### ASSIGNED TASK A
In the excerpt on optimal transport and representation steering, what does the Gaussian OT map reduce to when the two covariances are identical?
### ASSIGNED TASK B
Pick up the excerpt on optimal transport and representation steering after its final line, "Tractable discrete OT between components.", and continue it in the same style.

### EXTRACT TO READ
2. Input-adaptive steering: cluster-level transport plans produce
context-sensitive control where directions vary smoothly across the manifold.
3. Spectral factorization: Principal Component Thresholding (PCT) reveals
inherent low-rank structure (rank ≤ 2K2).
## 2. Background
### 2.1 Optimal Transport Framework
p-Wasserstein distance:
$$W_p(\mu, \nu) = \left(\inf_{\pi \in \Pi(\mu,\nu)} \int \|\mathbf{x} - \mathbf{y}\|_p\, d\pi(\mathbf{x}, \mathbf{y})\right)^{1/p}$$
### 2.2 Gaussian OT and Representation Steering
For $\mu = \mathcal{N}(m_1, \Sigma_1)$ and $\nu = \mathcal{N}(m_2, \Sigma_2)$:
$$W_2^2(\mu, \nu) = \|m_1 - m_2\|_2^2 + d_B^2(\Sigma_1, \Sigma_2)$$
OT map is affine: $T(\mathbf{x}) = \mathbf{m}_2 + \mathbf{A}(\mathbf{x} - \mathbf{m}_1)$.
Under identical covariance, reduces to pure translation = difference-in-means.
### 2.3 Gaussian Mixture Wasserstein Distance
$$\mu = \sum_{k=1}^K p_k \mathcal{N}(\mathbf{a}_k, \Sigma_k),\quad \nu = \sum_{l=1}^L q_l \mathcal{N}(\mathbf{b}_l, \Gamma_l)$$
Mixture Wasserstein:
$$MW_2^2(\mu, \nu) = \min_{\gamma \in \Gamma(p,q)} \sum_{k,l} \gamma_{kl}\, W_2^2(\mathcal{N}(a_k, \Sigma_k), \mathcal{N}(b_l, \Gamma_l))$$
Tractable discrete OT between components.

### THE DATA
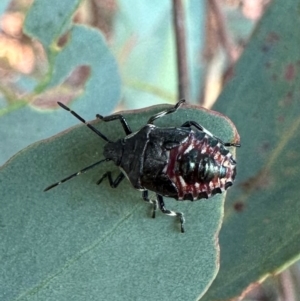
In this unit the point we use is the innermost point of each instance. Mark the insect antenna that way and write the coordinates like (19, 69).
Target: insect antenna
(83, 121)
(76, 174)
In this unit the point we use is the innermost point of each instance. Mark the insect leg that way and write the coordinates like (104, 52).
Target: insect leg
(112, 183)
(154, 202)
(123, 121)
(166, 112)
(203, 129)
(75, 174)
(162, 207)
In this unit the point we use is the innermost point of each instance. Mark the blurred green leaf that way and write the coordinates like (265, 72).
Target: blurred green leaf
(261, 229)
(85, 46)
(81, 241)
(145, 45)
(47, 21)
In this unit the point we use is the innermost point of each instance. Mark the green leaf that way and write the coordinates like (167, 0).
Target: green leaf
(47, 21)
(81, 241)
(85, 46)
(260, 234)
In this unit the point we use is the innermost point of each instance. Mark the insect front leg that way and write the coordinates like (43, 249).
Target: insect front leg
(166, 112)
(163, 209)
(153, 202)
(204, 130)
(122, 119)
(112, 183)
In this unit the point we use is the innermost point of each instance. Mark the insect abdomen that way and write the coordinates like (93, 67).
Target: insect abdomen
(200, 167)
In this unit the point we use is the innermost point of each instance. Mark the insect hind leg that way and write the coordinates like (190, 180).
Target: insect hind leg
(122, 119)
(153, 202)
(163, 209)
(166, 112)
(204, 130)
(112, 183)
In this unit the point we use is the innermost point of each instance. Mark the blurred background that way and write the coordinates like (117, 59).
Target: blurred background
(141, 56)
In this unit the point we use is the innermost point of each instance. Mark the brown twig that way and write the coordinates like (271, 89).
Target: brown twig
(182, 70)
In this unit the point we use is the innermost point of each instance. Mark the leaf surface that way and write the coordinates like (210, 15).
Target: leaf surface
(81, 241)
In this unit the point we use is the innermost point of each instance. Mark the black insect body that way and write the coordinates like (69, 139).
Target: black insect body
(184, 163)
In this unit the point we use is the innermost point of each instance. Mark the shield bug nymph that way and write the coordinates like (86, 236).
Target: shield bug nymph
(184, 163)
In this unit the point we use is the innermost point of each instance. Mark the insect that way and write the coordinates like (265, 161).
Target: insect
(184, 163)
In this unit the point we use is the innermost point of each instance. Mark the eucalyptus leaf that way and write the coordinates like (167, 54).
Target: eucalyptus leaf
(260, 235)
(80, 241)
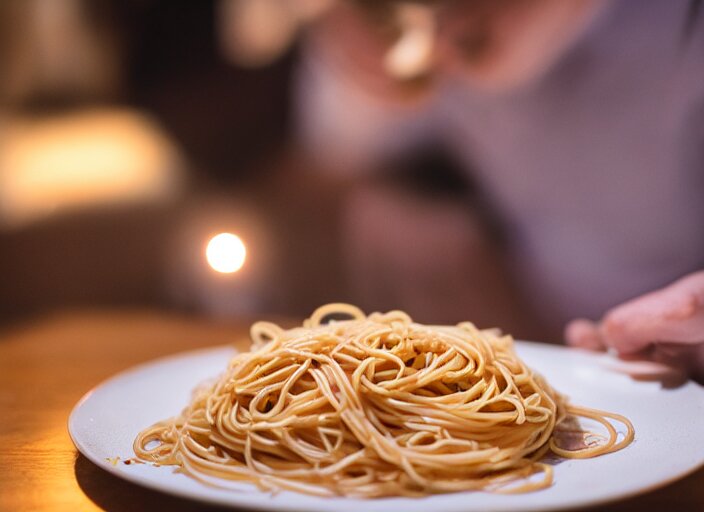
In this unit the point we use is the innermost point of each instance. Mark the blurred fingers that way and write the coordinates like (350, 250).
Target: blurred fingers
(674, 314)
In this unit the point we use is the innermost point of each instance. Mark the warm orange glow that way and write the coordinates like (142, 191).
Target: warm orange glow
(226, 253)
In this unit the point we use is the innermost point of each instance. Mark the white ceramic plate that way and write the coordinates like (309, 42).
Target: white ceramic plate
(669, 424)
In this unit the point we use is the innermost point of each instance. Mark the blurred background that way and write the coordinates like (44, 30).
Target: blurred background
(130, 135)
(134, 132)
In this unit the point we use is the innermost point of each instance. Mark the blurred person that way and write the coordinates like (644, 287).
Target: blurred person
(581, 123)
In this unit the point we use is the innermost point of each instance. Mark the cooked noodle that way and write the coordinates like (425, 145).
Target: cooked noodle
(375, 406)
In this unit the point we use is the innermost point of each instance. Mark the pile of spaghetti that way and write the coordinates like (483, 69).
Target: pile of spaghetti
(371, 406)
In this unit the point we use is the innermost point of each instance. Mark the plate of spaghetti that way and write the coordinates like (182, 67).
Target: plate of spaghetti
(351, 410)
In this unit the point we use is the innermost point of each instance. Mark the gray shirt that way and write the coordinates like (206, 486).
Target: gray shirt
(596, 167)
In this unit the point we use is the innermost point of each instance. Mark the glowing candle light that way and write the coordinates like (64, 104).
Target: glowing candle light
(226, 253)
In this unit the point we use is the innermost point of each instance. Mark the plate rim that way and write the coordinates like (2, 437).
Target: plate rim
(219, 500)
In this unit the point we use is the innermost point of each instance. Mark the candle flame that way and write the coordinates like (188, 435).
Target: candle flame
(226, 253)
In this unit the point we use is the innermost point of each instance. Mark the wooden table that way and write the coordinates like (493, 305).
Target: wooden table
(46, 365)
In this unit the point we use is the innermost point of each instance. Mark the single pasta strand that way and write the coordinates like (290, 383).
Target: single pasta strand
(374, 406)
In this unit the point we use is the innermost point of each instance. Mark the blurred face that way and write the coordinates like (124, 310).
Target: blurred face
(492, 43)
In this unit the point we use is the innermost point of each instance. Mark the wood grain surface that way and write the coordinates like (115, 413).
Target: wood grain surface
(47, 364)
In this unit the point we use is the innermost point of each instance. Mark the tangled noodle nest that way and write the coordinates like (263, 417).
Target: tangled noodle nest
(374, 406)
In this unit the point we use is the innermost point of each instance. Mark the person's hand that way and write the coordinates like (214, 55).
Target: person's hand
(664, 328)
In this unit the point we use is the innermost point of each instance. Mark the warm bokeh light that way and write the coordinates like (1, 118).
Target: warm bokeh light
(226, 253)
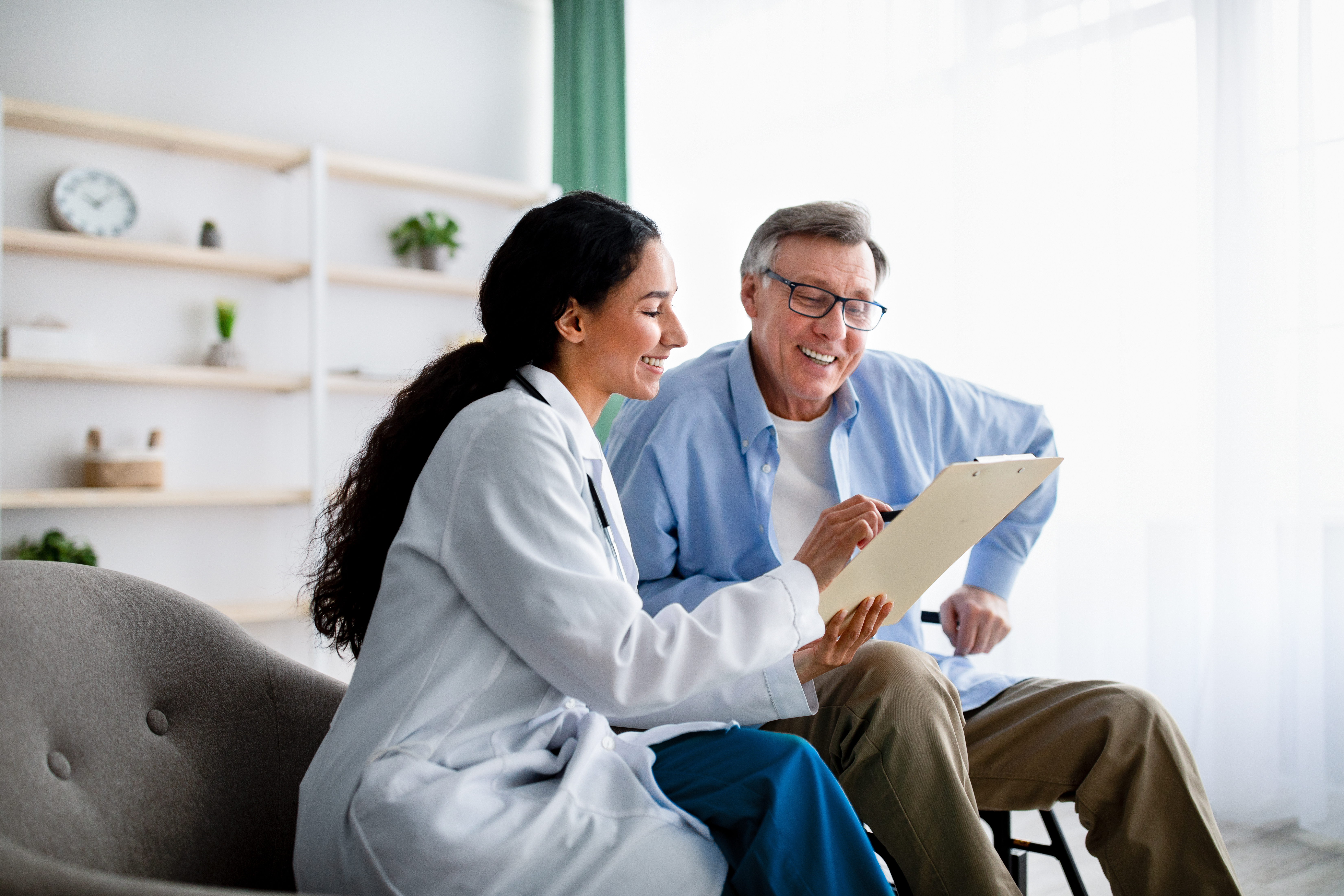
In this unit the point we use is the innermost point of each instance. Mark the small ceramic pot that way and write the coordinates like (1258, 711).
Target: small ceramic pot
(224, 355)
(435, 257)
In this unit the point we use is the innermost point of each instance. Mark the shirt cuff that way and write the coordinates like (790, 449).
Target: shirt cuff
(802, 586)
(791, 698)
(992, 570)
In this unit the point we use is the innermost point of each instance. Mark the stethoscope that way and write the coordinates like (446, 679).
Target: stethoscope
(597, 502)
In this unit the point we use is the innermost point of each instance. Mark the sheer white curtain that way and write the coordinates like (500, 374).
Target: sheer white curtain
(1131, 213)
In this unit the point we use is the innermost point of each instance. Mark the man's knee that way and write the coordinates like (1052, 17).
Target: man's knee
(1132, 711)
(896, 675)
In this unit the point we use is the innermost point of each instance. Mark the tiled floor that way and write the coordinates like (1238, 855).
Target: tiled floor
(1275, 860)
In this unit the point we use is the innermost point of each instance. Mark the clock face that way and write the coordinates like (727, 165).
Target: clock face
(93, 202)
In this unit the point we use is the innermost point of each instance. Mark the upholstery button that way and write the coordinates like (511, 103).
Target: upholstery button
(58, 765)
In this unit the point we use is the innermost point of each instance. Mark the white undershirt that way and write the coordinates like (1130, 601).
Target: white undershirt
(804, 485)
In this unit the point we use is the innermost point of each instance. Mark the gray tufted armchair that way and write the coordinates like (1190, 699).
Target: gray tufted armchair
(148, 746)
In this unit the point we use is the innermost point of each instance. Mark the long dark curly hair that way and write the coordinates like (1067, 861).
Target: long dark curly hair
(580, 246)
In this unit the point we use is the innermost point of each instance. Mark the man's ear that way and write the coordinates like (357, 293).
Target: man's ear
(570, 324)
(751, 284)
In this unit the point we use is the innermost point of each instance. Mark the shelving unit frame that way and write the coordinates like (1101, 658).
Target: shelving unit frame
(322, 164)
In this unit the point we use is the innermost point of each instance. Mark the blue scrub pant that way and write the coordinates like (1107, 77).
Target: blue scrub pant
(776, 812)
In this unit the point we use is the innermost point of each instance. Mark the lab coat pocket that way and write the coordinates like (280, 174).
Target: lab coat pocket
(564, 815)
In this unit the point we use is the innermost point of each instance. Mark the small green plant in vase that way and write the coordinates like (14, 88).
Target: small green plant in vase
(56, 547)
(432, 234)
(225, 354)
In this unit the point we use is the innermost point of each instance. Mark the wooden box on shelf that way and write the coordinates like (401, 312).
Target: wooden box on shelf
(123, 469)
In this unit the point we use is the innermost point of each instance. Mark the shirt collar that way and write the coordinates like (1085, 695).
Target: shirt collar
(749, 405)
(564, 402)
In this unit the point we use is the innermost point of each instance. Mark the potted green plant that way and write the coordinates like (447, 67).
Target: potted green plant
(432, 234)
(54, 546)
(225, 354)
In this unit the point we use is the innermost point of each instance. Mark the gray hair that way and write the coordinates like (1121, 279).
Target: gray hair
(847, 224)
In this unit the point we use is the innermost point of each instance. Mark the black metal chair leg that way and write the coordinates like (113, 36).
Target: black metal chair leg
(901, 887)
(1066, 859)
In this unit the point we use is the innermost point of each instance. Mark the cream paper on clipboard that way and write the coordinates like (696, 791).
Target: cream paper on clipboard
(932, 532)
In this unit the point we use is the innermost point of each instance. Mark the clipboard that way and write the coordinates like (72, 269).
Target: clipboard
(932, 532)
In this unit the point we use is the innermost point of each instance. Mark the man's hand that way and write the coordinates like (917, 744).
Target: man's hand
(846, 633)
(975, 620)
(841, 530)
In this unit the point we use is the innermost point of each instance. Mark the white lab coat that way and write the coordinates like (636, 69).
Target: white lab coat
(474, 753)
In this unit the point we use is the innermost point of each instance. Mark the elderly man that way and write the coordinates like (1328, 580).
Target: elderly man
(729, 469)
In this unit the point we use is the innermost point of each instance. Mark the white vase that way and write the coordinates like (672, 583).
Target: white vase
(224, 355)
(435, 259)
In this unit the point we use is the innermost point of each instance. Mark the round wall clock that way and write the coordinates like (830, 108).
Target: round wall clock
(93, 202)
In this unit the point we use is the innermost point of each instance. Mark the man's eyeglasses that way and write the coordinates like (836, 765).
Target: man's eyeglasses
(814, 302)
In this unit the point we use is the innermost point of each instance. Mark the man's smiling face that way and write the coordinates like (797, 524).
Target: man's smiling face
(800, 362)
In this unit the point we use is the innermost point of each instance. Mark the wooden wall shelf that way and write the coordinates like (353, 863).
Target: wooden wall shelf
(414, 177)
(62, 245)
(81, 499)
(151, 135)
(191, 377)
(264, 154)
(411, 279)
(263, 610)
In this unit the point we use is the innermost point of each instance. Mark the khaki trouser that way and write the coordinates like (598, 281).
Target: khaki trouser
(890, 726)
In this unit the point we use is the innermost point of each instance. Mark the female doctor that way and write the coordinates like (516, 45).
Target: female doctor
(476, 562)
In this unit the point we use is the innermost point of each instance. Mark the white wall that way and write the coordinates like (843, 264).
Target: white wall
(460, 84)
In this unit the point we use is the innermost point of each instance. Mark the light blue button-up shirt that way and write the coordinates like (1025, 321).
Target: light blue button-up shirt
(695, 469)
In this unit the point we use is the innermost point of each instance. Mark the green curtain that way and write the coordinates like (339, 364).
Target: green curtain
(589, 143)
(589, 151)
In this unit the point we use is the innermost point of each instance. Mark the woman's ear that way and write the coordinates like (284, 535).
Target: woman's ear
(570, 324)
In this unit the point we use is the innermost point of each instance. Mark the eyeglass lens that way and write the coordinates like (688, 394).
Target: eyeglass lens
(815, 303)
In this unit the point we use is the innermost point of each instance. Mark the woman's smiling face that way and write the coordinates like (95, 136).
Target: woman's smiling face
(629, 339)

### WRITTEN REPLY A
It reduces to a pure translation, which equals difference-in-means.

### WRITTEN REPLY B
## 3. CHaRS
### 3.1 Barycentric Projection
$$\hat{T}(\mathbf{x}) := \mathbb{E}_\pi[\mathbf{y}|\mathbf{x}]$$
For GMM-OT:
$$\hat{T}(\mathbf{x}) = \sum_{k,l} p(k|\mathbf{x}) \cdot \frac{\gamma^*_{kl}}{p_k} \cdot T_{kl}(\mathbf{x})$$
### 3.2 Clustering-based Steering
- k-means on activations → centroids $a_i$, $b_j$.
- Cluster matching via entropy-regularized OT (Sinkhorn):
$$\mathbf{P}^* = \arg\min_{\mathbf{P} \in \Pi(w_A, w_B)} \langle \mathbf{P}, \mathbf{C} \rangle + \lambda H(\mathbf{P}),\quad C_{ij} = \|a_i - b_j\|_2^2$$
- Kernel-based gating (RBF, σ = median centroid distance):
$$\hat{p}(i|\mathbf{x}) = \frac{p_i\, k(\mathbf{x}, a_i)}{\sum_m p_m\, k(\mathbf{x}, a_m)}$$
- Isotropic-covariance simplification: $T_{ij}(\mathbf{x}) = \mathbf{x} + \mathbf{v}_{ij}$ where $\mathbf{v}_{ij} = b_j - a_i$.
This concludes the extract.